===== EXERCISE MATERIALS

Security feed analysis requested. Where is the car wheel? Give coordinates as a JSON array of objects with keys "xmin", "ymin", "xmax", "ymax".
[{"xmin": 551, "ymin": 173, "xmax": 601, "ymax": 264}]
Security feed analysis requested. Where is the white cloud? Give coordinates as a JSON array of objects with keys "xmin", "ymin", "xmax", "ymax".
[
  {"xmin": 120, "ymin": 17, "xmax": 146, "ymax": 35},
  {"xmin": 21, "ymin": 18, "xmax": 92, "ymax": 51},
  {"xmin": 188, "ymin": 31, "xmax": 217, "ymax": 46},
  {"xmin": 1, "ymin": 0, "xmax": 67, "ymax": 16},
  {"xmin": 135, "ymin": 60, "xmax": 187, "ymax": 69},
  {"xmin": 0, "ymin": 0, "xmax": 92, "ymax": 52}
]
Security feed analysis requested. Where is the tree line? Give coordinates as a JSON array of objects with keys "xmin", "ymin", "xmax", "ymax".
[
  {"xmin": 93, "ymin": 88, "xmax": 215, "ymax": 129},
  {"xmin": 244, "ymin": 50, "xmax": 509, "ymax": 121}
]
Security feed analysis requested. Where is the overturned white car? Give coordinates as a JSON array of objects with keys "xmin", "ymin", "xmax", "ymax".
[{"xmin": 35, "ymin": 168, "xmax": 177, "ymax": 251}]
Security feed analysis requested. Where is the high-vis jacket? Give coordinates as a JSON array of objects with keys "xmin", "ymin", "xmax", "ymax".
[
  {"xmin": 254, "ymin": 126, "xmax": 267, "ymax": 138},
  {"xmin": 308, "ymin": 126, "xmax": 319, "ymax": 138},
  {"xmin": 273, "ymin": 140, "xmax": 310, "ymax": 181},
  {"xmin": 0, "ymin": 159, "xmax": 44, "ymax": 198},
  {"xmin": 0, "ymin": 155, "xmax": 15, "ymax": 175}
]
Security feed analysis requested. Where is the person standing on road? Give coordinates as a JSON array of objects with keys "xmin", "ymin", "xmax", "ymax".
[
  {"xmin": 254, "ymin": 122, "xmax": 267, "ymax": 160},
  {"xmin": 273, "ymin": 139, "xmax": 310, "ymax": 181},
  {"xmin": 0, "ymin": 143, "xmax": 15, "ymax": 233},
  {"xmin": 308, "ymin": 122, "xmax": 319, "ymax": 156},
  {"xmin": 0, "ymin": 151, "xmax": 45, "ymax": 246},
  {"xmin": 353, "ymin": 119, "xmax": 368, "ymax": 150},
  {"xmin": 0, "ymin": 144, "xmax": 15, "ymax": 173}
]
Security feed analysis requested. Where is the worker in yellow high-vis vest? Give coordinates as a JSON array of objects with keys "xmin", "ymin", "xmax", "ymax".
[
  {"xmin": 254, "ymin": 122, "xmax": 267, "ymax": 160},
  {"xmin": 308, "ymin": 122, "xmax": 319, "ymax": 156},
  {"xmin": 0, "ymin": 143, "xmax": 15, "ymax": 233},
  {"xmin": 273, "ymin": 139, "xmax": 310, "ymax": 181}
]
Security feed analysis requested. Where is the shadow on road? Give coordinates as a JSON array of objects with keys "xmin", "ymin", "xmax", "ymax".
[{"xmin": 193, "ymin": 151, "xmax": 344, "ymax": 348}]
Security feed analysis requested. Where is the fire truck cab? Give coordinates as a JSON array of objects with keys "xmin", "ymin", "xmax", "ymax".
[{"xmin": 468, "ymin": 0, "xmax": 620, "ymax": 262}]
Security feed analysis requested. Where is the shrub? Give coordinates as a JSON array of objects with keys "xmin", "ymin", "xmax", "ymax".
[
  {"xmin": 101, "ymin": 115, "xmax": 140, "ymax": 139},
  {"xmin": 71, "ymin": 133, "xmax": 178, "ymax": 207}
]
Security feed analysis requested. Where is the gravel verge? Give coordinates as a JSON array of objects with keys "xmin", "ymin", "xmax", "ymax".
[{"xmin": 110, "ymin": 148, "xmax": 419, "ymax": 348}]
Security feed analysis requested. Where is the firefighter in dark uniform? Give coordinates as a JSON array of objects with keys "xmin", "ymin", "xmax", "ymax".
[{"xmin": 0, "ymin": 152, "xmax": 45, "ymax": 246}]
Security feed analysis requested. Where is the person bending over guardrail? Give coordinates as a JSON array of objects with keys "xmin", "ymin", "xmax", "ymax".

==========

Please repeat all of the entries above word for word, from the first to the last.

→ ANSWER TO THE PROBLEM
Security feed analysis requested. Where is the car wheel? Give coordinates as a JSON array of objects with keys "xmin", "ymin", "xmax", "ymax".
[{"xmin": 551, "ymin": 173, "xmax": 601, "ymax": 264}]
Security feed analysis requested. Where is the white cloud? Give coordinates as a JSON array of objects with keys "xmin", "ymin", "xmax", "ymax".
[
  {"xmin": 120, "ymin": 17, "xmax": 146, "ymax": 35},
  {"xmin": 21, "ymin": 18, "xmax": 92, "ymax": 51},
  {"xmin": 188, "ymin": 31, "xmax": 217, "ymax": 46},
  {"xmin": 1, "ymin": 0, "xmax": 67, "ymax": 16},
  {"xmin": 135, "ymin": 60, "xmax": 187, "ymax": 69},
  {"xmin": 0, "ymin": 0, "xmax": 92, "ymax": 52}
]
Security feed analysis requested. Where is the tree line? Give coordinates as a JSON array of objects with keys "xmin", "ymin", "xmax", "ymax".
[
  {"xmin": 93, "ymin": 88, "xmax": 215, "ymax": 129},
  {"xmin": 244, "ymin": 50, "xmax": 509, "ymax": 121}
]
Security feed analysis requested. Where is the overturned white car? Give coordinates as a JSON array of objects with keys "xmin", "ymin", "xmax", "ymax".
[{"xmin": 35, "ymin": 168, "xmax": 177, "ymax": 251}]
Security feed analysis requested. Where is the high-vis jacket? Give coordinates as a JSON array of objects with keys "xmin", "ymin", "xmax", "ymax".
[
  {"xmin": 254, "ymin": 126, "xmax": 267, "ymax": 138},
  {"xmin": 308, "ymin": 126, "xmax": 319, "ymax": 138},
  {"xmin": 273, "ymin": 140, "xmax": 310, "ymax": 181},
  {"xmin": 0, "ymin": 159, "xmax": 44, "ymax": 198},
  {"xmin": 0, "ymin": 155, "xmax": 15, "ymax": 175}
]
Security feed analysis requested. Where is the person standing on road? Give coordinates as a JSON array of objects with keys "xmin", "ymin", "xmax", "ymax".
[
  {"xmin": 254, "ymin": 122, "xmax": 267, "ymax": 160},
  {"xmin": 273, "ymin": 139, "xmax": 310, "ymax": 181},
  {"xmin": 0, "ymin": 143, "xmax": 15, "ymax": 233},
  {"xmin": 308, "ymin": 122, "xmax": 319, "ymax": 156},
  {"xmin": 0, "ymin": 151, "xmax": 45, "ymax": 246},
  {"xmin": 353, "ymin": 119, "xmax": 368, "ymax": 150},
  {"xmin": 0, "ymin": 144, "xmax": 15, "ymax": 173}
]
Security feed analysis requested. Where is the worker in yellow high-vis vest? Give coordinates as a JSON array of objects with keys "xmin", "ymin", "xmax", "ymax".
[
  {"xmin": 254, "ymin": 122, "xmax": 267, "ymax": 160},
  {"xmin": 308, "ymin": 122, "xmax": 319, "ymax": 156},
  {"xmin": 0, "ymin": 143, "xmax": 15, "ymax": 233},
  {"xmin": 273, "ymin": 139, "xmax": 310, "ymax": 181}
]
Security feed analysis requested. Where is the shadow on road? Give coordinates as a JSON array of objects with keys "xmin", "ymin", "xmax", "ymax".
[{"xmin": 193, "ymin": 151, "xmax": 344, "ymax": 348}]
Security feed analysis requested. Where is the fire truck cab? Give coordinates as a JSON array of objects with keys "xmin", "ymin", "xmax", "ymax".
[{"xmin": 468, "ymin": 0, "xmax": 620, "ymax": 262}]
Security feed analysis requested. Where is the shrub? Give coordinates as a JSON array of objects with keys "xmin", "ymin", "xmax", "ymax".
[
  {"xmin": 101, "ymin": 115, "xmax": 140, "ymax": 139},
  {"xmin": 71, "ymin": 133, "xmax": 178, "ymax": 207}
]
Security feed analysis requested. Where is the gravel verge? Give coordinates as a JSON array of objects with keys "xmin", "ymin", "xmax", "ymax".
[{"xmin": 110, "ymin": 148, "xmax": 419, "ymax": 348}]
Security feed analysis requested. Where is the firefighter in dark uniform? Give coordinates as a JSON array of objects with keys "xmin", "ymin", "xmax", "ymax".
[{"xmin": 0, "ymin": 152, "xmax": 45, "ymax": 246}]
Security feed analysis requested. Where is the person bending over guardrail? Give coordinates as a JSON array of objects with keys "xmin", "ymin", "xmax", "ymax".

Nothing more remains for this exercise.